**Soal 1**:
Berdasarkan teks tentang Kopi Bowongso, berapa jumlah produksi kopi arabika Bowongso dalam setahun?

**Teks yang Disediakan**:
-=-=-=-=-

Mercusuar.co, WONOSOBO – Kopi Bowongso, yang ditanam di Desa Bowongso, Kecamatan Kalikajar, Kabupaten Wonosobo, awalnya merupakan bagian dari upaya konservasi lingkungan. Namun, seiring waktu, kopi ini berkembang menjadi komoditas bernilai ekonomis yang menopang perekonomian warga setempat.
Menurut Sriono Edi Subekti, perwakilan dari Kelompok Tani Bina Sejahtera Bowongso, penanaman kopi di wilayah tersebut dimulai pada 2010 sebagai langkah konservasi untuk menjaga ekosistem hutan dan sumber mata air.
“Awalnya, kami hanya fokus pada pelestarian lingkungan. Kami tidak pernah membayangkan kopi ini nantinya akan memberikan nilai ekonomi yang besar,” ujar Eed sapaanya.
Kelompok tani ini memilih menanam kopi di lahan milik warga dan tidak menyentuh kawasan hutan lindung meskipun ada tawaran dari pihak lain.
“Kami ingin menjaga hutan tetap sebagai hutan. Sekecil apa pun aktivitas manusia di hutan, dampaknya pasti ada. Karena itu, kami tidak mau merusak keseimbangan alam,” tambahnya.
Dalam setahun, produksi kopi arabika Bowongso mencapai 3-4 ton. Meski wilayah ini memiliki tantangan cuaca, khususnya intensitas cahaya matahari yang terbatas, kelompok tani tetap konsisten menggunakan metode washed process (wos process) untuk mengolah kopi. Proses ini dianggap paling sesuai dengan kondisi geografis Bowongso yang berada di ketinggian 1.450 mdpl.
“Kami memulai panen pertama pada 2013 dan mulai belajar memproses kopi dengan benar. Baru pada 2015, kami memasarkan kopi ini dengan kemasan yang dikenal saat ini,” jelasnya.
Pemasaran kopi Bowongso lebih fokus pada segmen rumah tangga daripada pasar besar seperti kedai kopi. Menurut EED, pasar rumah tangga menawarkan potensi yang stabil serta memberikan ruang untuk edukasi langsung kepada konsumen.

-=-=-=-=-

**Soal 2**:
Identifikasi dan salin setiap baris catatan yang memuat kata "street". Perbedaan huruf besar dan kecil diperhitungkan.

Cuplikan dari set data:

-=-=-=-=-

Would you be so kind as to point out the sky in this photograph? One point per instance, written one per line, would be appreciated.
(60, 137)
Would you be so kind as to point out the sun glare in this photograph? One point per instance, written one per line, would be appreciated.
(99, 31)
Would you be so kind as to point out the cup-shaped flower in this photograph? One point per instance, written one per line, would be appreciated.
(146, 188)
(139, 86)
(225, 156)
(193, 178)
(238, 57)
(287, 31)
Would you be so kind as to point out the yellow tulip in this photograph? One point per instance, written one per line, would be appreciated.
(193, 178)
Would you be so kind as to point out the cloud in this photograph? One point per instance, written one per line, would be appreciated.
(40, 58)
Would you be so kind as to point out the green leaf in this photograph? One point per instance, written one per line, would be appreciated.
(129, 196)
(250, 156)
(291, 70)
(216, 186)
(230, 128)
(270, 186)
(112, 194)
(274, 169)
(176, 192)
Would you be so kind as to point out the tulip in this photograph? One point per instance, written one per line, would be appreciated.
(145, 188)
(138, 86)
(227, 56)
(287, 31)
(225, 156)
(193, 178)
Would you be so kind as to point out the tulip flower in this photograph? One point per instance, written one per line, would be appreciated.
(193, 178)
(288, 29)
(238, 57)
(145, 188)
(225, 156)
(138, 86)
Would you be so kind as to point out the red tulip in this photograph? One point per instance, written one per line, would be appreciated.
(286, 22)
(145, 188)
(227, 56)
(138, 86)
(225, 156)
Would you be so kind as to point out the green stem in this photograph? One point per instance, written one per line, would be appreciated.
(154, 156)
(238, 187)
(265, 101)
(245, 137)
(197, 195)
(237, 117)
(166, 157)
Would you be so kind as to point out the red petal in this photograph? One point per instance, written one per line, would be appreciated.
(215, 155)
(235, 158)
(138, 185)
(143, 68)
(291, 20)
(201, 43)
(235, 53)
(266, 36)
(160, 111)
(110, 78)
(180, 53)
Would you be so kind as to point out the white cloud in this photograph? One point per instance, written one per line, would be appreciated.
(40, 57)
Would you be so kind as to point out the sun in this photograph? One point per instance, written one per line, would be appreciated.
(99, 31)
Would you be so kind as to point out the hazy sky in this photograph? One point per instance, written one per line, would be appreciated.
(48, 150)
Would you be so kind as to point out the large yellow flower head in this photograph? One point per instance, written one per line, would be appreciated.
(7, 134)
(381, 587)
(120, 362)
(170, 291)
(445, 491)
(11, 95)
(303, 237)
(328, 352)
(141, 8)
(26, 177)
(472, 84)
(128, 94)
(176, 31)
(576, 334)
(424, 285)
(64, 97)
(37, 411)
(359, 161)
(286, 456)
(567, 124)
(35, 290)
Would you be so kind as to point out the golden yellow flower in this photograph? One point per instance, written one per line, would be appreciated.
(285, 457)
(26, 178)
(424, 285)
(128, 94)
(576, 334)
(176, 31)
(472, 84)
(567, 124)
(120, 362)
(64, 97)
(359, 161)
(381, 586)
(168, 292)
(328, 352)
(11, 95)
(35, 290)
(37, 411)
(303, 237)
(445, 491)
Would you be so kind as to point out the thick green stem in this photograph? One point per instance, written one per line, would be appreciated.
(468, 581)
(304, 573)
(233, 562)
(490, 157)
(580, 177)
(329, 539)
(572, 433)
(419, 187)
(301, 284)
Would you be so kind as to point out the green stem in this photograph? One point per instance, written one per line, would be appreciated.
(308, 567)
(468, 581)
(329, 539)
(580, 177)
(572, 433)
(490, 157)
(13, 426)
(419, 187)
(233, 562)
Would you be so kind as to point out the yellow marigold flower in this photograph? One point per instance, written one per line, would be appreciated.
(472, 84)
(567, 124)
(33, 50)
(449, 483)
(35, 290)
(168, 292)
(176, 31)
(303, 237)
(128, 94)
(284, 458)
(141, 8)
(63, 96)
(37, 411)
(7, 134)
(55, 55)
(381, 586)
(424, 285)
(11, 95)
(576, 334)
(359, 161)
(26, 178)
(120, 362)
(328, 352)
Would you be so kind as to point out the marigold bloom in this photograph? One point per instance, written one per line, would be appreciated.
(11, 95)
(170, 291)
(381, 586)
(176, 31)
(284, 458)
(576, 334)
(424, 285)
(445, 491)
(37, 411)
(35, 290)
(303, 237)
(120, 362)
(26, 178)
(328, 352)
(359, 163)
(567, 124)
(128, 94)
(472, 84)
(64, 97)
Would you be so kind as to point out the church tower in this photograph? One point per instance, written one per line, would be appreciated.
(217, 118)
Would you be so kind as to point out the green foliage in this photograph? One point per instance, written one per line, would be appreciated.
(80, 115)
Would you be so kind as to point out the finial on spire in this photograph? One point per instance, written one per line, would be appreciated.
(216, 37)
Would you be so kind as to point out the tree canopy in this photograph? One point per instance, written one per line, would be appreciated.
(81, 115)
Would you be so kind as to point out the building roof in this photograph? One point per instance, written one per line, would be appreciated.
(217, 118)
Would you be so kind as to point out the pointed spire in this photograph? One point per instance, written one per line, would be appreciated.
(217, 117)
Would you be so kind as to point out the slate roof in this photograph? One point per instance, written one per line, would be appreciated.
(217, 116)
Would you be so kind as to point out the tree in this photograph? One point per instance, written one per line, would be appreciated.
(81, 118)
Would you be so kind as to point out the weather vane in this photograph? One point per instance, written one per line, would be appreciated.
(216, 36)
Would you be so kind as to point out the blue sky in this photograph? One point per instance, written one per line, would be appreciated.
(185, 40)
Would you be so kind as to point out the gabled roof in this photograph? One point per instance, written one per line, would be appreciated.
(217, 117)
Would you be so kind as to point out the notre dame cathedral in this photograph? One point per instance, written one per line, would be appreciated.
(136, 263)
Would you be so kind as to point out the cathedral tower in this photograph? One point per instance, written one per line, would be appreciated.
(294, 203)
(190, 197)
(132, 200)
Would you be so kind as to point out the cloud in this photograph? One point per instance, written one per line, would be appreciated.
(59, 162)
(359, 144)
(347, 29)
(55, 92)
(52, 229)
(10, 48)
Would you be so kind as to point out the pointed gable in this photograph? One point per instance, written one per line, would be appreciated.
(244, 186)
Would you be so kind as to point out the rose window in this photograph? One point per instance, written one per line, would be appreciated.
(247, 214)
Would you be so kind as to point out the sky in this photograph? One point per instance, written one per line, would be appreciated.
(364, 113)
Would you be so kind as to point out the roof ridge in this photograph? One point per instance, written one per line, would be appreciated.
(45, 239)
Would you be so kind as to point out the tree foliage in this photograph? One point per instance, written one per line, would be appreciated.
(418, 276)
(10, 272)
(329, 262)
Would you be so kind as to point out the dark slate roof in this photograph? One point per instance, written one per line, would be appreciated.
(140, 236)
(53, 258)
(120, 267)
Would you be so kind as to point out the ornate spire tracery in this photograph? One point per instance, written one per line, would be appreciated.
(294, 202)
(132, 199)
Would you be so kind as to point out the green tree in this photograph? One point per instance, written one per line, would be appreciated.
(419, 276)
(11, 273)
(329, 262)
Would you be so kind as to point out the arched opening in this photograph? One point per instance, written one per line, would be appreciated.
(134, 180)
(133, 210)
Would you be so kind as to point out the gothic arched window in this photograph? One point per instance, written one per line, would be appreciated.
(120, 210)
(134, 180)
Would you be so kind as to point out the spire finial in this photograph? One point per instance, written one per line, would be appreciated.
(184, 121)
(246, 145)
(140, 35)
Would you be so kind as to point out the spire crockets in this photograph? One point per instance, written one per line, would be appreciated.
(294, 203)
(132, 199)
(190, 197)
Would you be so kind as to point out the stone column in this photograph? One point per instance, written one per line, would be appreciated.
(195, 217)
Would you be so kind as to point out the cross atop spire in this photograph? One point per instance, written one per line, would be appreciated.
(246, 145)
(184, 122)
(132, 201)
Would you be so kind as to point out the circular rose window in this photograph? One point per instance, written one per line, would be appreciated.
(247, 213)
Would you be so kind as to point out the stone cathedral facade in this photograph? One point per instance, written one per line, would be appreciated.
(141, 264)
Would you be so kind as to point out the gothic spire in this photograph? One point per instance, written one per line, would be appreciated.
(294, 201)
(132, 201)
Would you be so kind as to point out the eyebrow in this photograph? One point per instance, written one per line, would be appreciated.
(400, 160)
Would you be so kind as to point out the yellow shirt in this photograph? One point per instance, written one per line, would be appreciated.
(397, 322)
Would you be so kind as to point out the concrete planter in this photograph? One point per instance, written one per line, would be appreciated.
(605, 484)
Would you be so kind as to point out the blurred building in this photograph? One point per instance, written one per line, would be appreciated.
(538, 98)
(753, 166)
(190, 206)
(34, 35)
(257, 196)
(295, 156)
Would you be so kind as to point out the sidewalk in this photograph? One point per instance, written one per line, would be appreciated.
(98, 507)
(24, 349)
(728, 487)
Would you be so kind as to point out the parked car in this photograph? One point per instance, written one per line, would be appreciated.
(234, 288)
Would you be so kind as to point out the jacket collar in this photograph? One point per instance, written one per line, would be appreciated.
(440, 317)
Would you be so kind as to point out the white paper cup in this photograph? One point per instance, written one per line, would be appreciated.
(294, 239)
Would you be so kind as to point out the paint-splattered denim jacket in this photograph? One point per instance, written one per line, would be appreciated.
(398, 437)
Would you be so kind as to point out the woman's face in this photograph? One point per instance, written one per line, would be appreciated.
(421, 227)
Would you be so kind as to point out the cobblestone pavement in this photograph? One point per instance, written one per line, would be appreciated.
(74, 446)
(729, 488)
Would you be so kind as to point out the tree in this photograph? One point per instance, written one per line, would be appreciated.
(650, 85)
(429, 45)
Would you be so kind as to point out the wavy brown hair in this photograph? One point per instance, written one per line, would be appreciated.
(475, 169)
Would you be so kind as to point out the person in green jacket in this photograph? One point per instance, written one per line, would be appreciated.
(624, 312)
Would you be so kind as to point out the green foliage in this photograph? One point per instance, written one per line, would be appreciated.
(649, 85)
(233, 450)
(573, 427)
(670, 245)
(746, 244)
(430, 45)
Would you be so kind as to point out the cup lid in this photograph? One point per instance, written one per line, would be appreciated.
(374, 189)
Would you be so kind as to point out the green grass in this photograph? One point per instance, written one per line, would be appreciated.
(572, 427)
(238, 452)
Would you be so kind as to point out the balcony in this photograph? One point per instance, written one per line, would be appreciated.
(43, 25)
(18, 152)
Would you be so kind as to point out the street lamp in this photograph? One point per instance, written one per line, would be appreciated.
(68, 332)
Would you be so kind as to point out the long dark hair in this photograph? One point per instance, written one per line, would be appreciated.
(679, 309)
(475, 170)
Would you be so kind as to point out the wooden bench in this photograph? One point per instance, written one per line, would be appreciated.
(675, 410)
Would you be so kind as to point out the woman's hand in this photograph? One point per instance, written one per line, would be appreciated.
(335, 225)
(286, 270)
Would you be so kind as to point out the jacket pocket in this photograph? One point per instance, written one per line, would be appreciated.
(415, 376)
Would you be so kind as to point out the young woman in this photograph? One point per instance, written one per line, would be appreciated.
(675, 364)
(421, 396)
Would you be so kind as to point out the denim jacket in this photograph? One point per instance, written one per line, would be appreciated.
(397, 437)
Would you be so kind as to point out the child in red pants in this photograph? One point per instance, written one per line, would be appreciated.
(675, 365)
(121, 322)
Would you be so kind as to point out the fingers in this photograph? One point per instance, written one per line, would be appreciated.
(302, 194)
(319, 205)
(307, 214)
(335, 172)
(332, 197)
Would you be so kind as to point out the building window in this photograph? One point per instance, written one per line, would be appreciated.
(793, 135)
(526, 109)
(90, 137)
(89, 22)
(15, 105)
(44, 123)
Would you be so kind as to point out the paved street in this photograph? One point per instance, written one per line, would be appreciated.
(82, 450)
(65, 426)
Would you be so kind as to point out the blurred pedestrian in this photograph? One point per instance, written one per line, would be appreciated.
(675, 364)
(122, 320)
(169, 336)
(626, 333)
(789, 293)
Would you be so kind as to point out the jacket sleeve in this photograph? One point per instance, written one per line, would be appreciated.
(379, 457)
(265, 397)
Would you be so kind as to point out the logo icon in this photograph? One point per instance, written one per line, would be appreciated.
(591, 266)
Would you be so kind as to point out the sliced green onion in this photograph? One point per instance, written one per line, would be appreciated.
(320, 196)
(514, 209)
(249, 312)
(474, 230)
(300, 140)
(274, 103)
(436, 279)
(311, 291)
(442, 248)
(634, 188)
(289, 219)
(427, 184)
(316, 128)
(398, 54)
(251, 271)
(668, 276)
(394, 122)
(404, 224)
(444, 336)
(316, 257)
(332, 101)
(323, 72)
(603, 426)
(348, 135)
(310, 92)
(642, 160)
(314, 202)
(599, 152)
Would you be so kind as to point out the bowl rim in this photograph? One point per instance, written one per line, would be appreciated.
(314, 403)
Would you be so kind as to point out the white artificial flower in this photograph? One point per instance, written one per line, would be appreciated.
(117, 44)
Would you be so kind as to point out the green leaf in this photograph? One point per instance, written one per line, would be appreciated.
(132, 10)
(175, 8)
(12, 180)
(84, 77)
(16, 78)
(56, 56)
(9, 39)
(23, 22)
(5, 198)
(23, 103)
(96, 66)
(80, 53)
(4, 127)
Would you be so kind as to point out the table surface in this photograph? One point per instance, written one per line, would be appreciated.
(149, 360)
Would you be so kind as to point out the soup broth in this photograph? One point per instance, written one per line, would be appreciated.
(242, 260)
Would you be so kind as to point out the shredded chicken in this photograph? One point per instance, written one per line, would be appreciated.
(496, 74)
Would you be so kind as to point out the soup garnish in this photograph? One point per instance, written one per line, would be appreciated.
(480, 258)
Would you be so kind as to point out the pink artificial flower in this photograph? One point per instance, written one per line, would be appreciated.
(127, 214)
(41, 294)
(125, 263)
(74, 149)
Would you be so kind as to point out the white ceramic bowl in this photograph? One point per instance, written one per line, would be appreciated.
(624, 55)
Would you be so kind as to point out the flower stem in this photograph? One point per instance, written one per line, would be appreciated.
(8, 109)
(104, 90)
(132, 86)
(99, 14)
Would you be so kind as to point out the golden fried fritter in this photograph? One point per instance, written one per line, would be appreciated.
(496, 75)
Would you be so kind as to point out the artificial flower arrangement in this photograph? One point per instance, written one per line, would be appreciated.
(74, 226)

-=-=-=-=-

**Jawaban Benar 1**:
Produksi kopi arabika Bowongso mencapai 3-4 ton per tahun.

**Jawaban Benar 2**:
Would you be so kind as to point out the street lamp in this photograph? One point per instance, written one per line, would be appreciated.
Would you be so kind as to point out the paved street in this photograph? One point per instance, written one per line, would be appreciated.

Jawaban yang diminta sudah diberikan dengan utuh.